[Start Data for this task]

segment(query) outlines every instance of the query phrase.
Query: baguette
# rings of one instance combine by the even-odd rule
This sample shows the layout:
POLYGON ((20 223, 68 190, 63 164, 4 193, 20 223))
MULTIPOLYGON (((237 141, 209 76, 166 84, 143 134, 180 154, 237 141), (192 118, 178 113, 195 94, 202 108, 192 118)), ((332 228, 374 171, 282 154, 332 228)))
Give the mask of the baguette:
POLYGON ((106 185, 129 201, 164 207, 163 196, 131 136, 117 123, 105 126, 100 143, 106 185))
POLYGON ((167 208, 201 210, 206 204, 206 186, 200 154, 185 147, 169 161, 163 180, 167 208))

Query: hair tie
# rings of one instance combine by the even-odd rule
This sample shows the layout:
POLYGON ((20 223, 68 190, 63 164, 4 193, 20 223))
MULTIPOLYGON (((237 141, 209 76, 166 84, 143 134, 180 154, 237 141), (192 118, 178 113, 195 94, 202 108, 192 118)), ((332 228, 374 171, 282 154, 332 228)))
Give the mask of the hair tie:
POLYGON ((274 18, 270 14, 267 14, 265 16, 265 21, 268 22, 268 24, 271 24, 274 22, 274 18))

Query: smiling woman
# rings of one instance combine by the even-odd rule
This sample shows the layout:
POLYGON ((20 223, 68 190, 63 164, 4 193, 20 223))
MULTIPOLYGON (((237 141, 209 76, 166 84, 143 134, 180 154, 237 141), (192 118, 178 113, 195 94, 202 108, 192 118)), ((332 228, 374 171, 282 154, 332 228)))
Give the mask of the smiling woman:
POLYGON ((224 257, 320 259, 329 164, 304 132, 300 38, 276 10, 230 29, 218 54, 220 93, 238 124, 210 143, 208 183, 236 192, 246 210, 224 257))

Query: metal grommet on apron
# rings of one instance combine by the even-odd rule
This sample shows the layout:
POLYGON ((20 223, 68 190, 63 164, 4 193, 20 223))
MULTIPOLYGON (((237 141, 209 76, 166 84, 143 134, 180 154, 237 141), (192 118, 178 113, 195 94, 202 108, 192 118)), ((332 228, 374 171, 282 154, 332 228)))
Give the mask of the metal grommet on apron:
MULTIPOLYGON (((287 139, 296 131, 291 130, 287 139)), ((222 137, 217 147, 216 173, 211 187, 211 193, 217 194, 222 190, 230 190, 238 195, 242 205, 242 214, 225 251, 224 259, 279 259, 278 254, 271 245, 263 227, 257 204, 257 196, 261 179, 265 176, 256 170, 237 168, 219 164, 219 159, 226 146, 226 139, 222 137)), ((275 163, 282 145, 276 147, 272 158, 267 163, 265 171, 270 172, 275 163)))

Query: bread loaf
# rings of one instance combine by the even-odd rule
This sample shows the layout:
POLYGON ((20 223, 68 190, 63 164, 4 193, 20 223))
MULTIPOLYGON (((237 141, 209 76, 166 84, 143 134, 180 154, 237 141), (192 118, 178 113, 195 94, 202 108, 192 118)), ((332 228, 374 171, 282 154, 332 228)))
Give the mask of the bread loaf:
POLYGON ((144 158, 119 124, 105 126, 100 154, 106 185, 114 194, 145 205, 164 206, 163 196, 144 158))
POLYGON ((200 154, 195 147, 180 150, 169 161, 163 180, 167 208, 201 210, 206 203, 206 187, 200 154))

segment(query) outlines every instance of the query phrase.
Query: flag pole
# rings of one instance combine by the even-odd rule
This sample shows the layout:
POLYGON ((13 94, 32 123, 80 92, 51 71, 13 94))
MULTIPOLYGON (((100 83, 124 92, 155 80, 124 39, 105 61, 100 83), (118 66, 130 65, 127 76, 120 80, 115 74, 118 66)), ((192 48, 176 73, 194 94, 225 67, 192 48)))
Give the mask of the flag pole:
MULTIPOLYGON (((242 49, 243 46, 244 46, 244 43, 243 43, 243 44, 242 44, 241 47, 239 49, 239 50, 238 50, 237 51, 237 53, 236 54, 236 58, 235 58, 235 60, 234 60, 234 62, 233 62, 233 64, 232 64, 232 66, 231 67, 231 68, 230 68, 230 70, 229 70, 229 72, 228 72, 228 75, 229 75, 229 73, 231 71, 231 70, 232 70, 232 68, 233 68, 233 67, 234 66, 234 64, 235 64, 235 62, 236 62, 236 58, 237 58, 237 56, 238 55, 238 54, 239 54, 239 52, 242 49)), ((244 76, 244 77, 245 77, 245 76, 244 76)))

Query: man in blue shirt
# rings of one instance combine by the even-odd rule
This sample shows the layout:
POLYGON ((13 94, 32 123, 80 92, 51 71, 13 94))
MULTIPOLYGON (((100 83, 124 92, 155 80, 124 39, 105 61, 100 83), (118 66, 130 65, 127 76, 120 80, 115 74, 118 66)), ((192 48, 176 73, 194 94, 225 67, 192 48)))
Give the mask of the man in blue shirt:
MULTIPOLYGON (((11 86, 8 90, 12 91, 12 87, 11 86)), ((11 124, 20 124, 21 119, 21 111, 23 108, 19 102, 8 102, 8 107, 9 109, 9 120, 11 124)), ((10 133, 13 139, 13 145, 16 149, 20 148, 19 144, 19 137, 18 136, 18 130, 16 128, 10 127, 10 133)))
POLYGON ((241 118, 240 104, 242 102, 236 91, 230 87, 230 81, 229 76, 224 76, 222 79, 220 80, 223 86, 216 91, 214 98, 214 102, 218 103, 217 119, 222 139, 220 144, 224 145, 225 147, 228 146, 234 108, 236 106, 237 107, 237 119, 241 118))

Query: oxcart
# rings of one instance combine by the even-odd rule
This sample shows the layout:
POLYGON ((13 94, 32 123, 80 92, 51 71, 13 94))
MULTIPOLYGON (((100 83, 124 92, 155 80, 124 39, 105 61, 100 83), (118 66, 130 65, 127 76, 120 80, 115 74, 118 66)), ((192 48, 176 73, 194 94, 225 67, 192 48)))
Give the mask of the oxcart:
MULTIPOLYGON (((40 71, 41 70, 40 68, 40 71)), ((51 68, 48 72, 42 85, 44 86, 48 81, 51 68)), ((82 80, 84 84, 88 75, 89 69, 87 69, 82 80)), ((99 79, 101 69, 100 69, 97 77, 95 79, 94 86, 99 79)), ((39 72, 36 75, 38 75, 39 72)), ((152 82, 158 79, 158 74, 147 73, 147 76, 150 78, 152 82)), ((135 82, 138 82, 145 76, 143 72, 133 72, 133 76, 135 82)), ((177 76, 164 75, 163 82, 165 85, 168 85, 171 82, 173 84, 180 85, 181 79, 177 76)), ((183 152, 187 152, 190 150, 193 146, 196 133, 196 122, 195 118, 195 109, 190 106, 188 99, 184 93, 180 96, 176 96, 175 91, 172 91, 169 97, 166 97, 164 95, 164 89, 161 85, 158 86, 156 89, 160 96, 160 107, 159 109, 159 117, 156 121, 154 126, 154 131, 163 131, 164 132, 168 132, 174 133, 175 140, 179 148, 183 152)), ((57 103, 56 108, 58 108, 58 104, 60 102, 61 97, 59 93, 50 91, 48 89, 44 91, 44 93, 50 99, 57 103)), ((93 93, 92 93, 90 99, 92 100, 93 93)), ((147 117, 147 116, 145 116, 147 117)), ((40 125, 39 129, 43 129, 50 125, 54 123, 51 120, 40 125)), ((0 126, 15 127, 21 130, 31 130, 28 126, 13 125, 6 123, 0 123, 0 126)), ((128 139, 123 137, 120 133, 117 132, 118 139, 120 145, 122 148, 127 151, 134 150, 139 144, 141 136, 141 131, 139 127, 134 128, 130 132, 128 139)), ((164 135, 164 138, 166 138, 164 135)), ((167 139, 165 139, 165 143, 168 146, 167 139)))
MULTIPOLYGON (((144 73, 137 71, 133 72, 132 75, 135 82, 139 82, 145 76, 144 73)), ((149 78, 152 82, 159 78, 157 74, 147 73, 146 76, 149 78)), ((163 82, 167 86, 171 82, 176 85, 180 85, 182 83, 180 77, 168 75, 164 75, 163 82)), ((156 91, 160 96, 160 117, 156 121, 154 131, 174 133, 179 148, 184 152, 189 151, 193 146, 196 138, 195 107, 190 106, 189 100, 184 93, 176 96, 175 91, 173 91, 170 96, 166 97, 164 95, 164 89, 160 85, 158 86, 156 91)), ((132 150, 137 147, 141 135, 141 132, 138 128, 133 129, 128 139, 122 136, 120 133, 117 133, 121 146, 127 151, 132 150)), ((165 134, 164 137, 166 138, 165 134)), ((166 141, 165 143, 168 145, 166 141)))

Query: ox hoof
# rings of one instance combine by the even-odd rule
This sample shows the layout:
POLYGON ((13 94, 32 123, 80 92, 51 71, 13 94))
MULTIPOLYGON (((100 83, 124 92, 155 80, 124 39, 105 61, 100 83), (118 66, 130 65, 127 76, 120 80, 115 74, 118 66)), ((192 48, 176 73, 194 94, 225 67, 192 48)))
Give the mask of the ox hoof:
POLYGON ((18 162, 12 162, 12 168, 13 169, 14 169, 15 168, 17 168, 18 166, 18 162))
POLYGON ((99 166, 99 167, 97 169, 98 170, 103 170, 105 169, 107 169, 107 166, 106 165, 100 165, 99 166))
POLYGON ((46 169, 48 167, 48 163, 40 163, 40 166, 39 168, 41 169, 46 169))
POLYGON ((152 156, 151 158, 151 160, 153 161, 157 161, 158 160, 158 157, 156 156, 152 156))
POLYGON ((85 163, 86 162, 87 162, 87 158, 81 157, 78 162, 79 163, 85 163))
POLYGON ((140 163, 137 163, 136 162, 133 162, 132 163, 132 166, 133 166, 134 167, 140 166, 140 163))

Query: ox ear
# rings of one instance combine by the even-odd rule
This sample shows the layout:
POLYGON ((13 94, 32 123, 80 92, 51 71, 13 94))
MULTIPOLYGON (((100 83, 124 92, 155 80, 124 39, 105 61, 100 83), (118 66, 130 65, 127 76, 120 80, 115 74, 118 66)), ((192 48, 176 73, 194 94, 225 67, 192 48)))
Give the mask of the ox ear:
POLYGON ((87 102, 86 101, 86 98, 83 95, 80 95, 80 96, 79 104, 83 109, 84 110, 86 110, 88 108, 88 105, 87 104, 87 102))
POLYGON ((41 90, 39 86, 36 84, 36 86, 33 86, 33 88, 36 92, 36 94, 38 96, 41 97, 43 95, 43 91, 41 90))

[End Data for this task]

* **The request**
Reproduce the entries verbatim from the line with "Query: bread loaf" to the line with "POLYGON ((200 154, 195", both ends included.

* **Result**
Query: bread loaf
# rings of one instance combine by the even-odd rule
This sample shows the layout:
POLYGON ((20 223, 68 190, 63 164, 4 193, 20 223))
MULTIPOLYGON (((237 141, 209 76, 166 84, 143 134, 180 154, 237 141), (192 118, 178 113, 195 94, 202 108, 192 118)), ((332 228, 374 171, 282 154, 332 228)))
Give the mask of the bread loaf:
POLYGON ((144 158, 119 124, 105 126, 100 154, 106 185, 114 194, 145 205, 164 206, 163 196, 144 158))
POLYGON ((200 154, 195 147, 180 150, 169 161, 163 180, 167 208, 201 210, 206 203, 206 187, 200 154))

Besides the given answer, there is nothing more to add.